▸ **WHAT TO DO**: Scan the records for "clicks" and copy each line that contains it.

[Stored items from a collection]
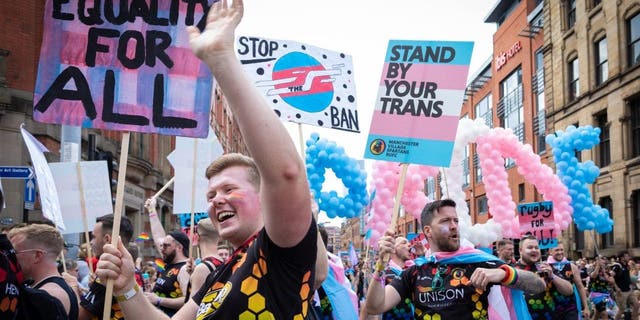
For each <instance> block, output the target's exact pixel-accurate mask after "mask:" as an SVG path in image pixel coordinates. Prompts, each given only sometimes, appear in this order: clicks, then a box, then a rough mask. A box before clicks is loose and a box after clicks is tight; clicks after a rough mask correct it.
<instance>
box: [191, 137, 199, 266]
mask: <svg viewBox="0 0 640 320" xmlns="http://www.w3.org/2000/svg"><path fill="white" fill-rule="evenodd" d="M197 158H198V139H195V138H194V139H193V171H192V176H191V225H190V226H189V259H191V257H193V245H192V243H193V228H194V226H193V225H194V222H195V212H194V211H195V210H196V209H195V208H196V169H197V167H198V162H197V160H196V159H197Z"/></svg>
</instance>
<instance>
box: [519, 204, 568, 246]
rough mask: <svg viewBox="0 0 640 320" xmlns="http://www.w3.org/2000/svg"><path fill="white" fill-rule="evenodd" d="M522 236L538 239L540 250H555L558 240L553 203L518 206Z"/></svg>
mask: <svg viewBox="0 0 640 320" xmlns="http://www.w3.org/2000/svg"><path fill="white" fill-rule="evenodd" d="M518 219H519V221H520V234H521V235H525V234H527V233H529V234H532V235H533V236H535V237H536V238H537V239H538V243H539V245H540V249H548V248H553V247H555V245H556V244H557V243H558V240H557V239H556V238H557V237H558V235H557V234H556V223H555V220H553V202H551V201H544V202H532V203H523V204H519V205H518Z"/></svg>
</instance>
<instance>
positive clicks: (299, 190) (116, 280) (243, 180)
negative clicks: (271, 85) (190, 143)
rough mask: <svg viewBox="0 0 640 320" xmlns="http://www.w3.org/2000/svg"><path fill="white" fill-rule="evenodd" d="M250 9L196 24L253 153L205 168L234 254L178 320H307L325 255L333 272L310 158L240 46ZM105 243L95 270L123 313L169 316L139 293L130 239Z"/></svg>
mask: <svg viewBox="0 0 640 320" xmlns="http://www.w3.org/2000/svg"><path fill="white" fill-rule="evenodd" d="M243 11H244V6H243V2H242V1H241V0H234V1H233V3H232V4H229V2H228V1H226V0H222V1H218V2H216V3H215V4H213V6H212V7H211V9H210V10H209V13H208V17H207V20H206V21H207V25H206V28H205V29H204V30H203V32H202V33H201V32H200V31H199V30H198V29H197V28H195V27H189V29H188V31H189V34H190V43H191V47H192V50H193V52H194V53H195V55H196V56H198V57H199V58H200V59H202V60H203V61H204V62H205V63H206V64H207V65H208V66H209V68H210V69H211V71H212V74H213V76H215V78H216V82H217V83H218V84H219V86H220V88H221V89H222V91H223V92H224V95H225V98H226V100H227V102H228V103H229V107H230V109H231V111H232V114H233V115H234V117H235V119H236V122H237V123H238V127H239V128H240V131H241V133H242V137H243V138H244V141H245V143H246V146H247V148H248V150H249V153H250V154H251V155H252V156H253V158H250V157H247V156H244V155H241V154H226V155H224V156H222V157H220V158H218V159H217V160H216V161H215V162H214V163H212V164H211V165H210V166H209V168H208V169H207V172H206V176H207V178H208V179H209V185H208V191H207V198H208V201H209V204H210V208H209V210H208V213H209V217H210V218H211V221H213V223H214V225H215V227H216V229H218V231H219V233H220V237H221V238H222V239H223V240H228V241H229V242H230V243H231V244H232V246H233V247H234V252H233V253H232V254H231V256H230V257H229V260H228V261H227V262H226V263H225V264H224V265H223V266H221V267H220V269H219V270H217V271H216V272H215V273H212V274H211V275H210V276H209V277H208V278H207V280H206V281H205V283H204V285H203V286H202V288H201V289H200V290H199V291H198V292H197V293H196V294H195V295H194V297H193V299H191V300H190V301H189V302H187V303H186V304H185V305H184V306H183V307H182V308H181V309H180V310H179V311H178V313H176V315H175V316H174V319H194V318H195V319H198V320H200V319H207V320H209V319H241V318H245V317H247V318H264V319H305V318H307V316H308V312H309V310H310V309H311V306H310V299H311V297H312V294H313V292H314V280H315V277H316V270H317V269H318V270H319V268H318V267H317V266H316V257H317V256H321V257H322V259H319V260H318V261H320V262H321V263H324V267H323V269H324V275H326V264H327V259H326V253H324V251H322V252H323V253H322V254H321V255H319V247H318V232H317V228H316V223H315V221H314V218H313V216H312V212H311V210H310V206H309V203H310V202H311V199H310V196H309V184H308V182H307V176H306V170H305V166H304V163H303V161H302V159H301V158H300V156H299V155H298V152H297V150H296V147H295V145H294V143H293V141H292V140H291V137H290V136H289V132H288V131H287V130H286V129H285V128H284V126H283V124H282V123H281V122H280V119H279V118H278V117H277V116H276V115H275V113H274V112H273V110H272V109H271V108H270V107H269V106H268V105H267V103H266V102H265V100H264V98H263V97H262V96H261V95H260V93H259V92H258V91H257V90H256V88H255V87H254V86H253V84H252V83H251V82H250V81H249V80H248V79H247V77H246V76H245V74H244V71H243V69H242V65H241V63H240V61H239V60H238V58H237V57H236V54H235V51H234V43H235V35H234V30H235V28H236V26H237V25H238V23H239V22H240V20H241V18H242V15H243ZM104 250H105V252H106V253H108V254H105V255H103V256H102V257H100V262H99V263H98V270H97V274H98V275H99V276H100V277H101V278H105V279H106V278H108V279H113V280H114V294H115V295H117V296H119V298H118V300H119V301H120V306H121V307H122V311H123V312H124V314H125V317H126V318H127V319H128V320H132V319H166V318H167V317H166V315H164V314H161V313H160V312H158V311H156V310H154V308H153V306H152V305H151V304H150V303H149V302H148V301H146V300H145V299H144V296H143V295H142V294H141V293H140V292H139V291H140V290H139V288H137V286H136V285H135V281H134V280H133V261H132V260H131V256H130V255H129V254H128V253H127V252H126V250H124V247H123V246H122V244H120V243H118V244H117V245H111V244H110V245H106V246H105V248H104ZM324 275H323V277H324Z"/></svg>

▸ **RESULT OF THE EXERCISE**:
For each <instance> block, output the target's exact pixel-accurate mask after "mask:" as an SVG path in image pixel coordinates. Prompts, each given only sometimes, appear in this order: clicks, then a box, then a rough mask. A box before clicks is loose and a box after clicks is tight; clicks after a rough mask correct it.
positive clicks: (299, 190) (116, 280) (243, 180)
negative clicks: (271, 85) (190, 143)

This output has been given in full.